• Assignment:
An image-free, word-for-word version of the records below is to be returned.

[Stored items]
══════

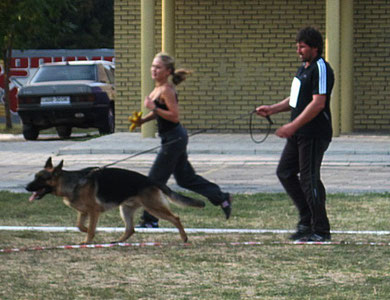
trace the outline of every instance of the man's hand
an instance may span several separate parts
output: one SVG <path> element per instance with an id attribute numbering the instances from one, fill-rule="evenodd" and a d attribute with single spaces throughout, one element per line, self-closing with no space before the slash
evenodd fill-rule
<path id="1" fill-rule="evenodd" d="M 256 108 L 256 114 L 262 117 L 271 115 L 271 107 L 269 105 L 262 105 Z"/>
<path id="2" fill-rule="evenodd" d="M 281 138 L 289 138 L 295 133 L 295 131 L 297 131 L 297 128 L 294 126 L 294 124 L 287 123 L 282 127 L 278 128 L 275 134 Z"/>

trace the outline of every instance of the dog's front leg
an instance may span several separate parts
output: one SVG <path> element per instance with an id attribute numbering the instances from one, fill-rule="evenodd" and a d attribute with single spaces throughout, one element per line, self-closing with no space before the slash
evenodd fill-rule
<path id="1" fill-rule="evenodd" d="M 88 233 L 87 233 L 87 239 L 85 240 L 84 244 L 90 244 L 93 238 L 95 237 L 96 226 L 99 220 L 99 214 L 100 213 L 98 211 L 90 211 L 88 213 L 89 215 Z"/>
<path id="2" fill-rule="evenodd" d="M 133 203 L 132 205 L 123 204 L 119 207 L 122 220 L 123 222 L 125 222 L 125 226 L 126 226 L 125 232 L 119 238 L 119 242 L 126 241 L 129 237 L 131 237 L 135 233 L 134 213 L 138 207 L 139 205 L 136 205 L 135 203 Z"/>
<path id="3" fill-rule="evenodd" d="M 85 220 L 87 219 L 88 214 L 78 211 L 77 212 L 77 228 L 81 232 L 88 232 L 88 228 L 85 226 Z"/>

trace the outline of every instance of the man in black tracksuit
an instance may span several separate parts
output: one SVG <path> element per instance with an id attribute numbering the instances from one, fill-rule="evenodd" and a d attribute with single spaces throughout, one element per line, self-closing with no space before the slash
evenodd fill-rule
<path id="1" fill-rule="evenodd" d="M 331 238 L 320 168 L 332 139 L 330 95 L 334 74 L 321 56 L 320 32 L 306 27 L 298 32 L 296 43 L 303 64 L 293 79 L 290 96 L 256 111 L 263 117 L 291 111 L 291 121 L 275 133 L 287 139 L 276 173 L 299 212 L 297 231 L 290 239 L 322 242 Z"/>

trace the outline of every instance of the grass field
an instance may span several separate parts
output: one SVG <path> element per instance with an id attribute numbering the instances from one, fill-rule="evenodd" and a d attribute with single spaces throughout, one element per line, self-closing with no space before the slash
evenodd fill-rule
<path id="1" fill-rule="evenodd" d="M 13 123 L 11 129 L 6 129 L 5 123 L 1 123 L 0 124 L 0 134 L 1 133 L 22 134 L 22 125 L 20 123 Z"/>
<path id="2" fill-rule="evenodd" d="M 35 203 L 0 192 L 0 225 L 74 226 L 59 198 Z M 328 197 L 332 230 L 389 230 L 390 194 Z M 186 228 L 294 229 L 284 194 L 236 195 L 229 221 L 210 203 L 173 210 Z M 121 227 L 118 210 L 99 226 Z M 171 227 L 162 221 L 161 227 Z M 98 232 L 96 243 L 118 233 Z M 333 234 L 334 241 L 390 242 L 387 235 Z M 0 248 L 77 244 L 83 233 L 0 231 Z M 0 299 L 388 299 L 390 246 L 291 245 L 286 234 L 136 233 L 129 242 L 162 246 L 24 251 L 0 254 Z M 263 242 L 245 245 L 243 242 Z M 233 245 L 233 242 L 242 242 Z M 271 242 L 280 242 L 271 244 Z"/>

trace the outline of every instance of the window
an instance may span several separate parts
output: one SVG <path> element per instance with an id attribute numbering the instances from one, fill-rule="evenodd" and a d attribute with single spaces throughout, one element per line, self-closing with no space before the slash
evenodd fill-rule
<path id="1" fill-rule="evenodd" d="M 31 82 L 67 80 L 96 80 L 96 66 L 43 66 L 35 74 Z"/>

══════

• Reply to the task:
trace the outline of every instance of the man's hand
an instance may span several separate parts
output: one SVG <path> element per instance with an id attribute numbering the instances from one, fill-rule="evenodd" and a d attribute with single spaces throughout, one element per line, self-closing with no space before the slash
evenodd fill-rule
<path id="1" fill-rule="evenodd" d="M 256 108 L 256 114 L 262 117 L 271 115 L 271 107 L 269 105 L 262 105 Z"/>
<path id="2" fill-rule="evenodd" d="M 281 138 L 289 138 L 295 133 L 295 131 L 297 131 L 297 128 L 294 126 L 294 124 L 287 123 L 282 127 L 278 128 L 275 134 Z"/>

trace the outline of every instance of the dog's front leg
an instance may span several separate parts
output: one SVG <path> element per instance with an id attribute numbering the instances from one, fill-rule="evenodd" and a d attribute with single spaces throughout, one element per line, self-closing with no space before the slash
evenodd fill-rule
<path id="1" fill-rule="evenodd" d="M 88 233 L 87 233 L 87 239 L 85 240 L 84 244 L 90 244 L 93 238 L 95 237 L 96 226 L 99 220 L 99 214 L 100 213 L 98 211 L 90 211 L 88 213 L 89 215 Z"/>
<path id="2" fill-rule="evenodd" d="M 133 203 L 132 205 L 123 204 L 119 207 L 122 220 L 123 222 L 125 222 L 125 226 L 126 226 L 125 232 L 119 238 L 119 242 L 126 241 L 129 237 L 131 237 L 135 233 L 134 213 L 138 207 L 139 205 L 136 205 L 135 203 Z"/>
<path id="3" fill-rule="evenodd" d="M 85 220 L 87 219 L 88 214 L 78 211 L 77 212 L 77 228 L 81 232 L 88 232 L 88 228 L 85 226 Z"/>

trace the outline of every instance of the man in black tracksuit
an instance may span several separate parts
output: one SVG <path> element per instance with an id attribute numbering the instances from one, fill-rule="evenodd" and a d attribute with single spaces throughout, one element per line, self-closing with no space before the slash
evenodd fill-rule
<path id="1" fill-rule="evenodd" d="M 331 238 L 320 168 L 332 139 L 330 95 L 334 74 L 321 56 L 320 32 L 306 27 L 298 32 L 296 43 L 303 64 L 293 79 L 290 96 L 256 111 L 263 117 L 291 111 L 291 121 L 275 133 L 287 139 L 276 173 L 299 212 L 297 231 L 290 239 L 322 242 Z"/>

trace the outline of every instance of the grass field
an instance may span several separate parts
output: one SVG <path> element per instance with an id attribute numbering the instances from one, fill-rule="evenodd" and a d attribute with single spaces throughout, one element per line, self-closing with no space before the slash
evenodd fill-rule
<path id="1" fill-rule="evenodd" d="M 13 123 L 11 129 L 6 129 L 5 123 L 1 123 L 0 124 L 0 134 L 1 133 L 22 134 L 22 125 L 20 123 Z"/>
<path id="2" fill-rule="evenodd" d="M 35 203 L 0 192 L 0 225 L 74 226 L 59 198 Z M 328 197 L 332 230 L 389 230 L 390 194 Z M 186 228 L 294 229 L 284 194 L 236 195 L 229 221 L 210 203 L 173 210 Z M 121 227 L 118 210 L 99 226 Z M 171 227 L 162 221 L 161 227 Z M 98 232 L 96 243 L 118 233 Z M 333 234 L 334 241 L 390 242 L 387 235 Z M 0 248 L 77 244 L 83 233 L 0 231 Z M 0 299 L 388 299 L 390 246 L 291 245 L 286 234 L 136 233 L 129 242 L 162 246 L 24 251 L 0 254 Z M 263 242 L 245 245 L 243 242 Z M 233 245 L 233 242 L 242 242 Z M 271 242 L 280 242 L 271 244 Z"/>

trace the outline of every instance of the window
an instance may span several separate parts
output: one SVG <path> element per instance with an id attribute numbering the instances from one, fill-rule="evenodd" and a d attribute with single spaces throughout, one element per line, self-closing with no space before the slash
evenodd fill-rule
<path id="1" fill-rule="evenodd" d="M 31 82 L 67 80 L 96 80 L 96 66 L 43 66 L 35 74 Z"/>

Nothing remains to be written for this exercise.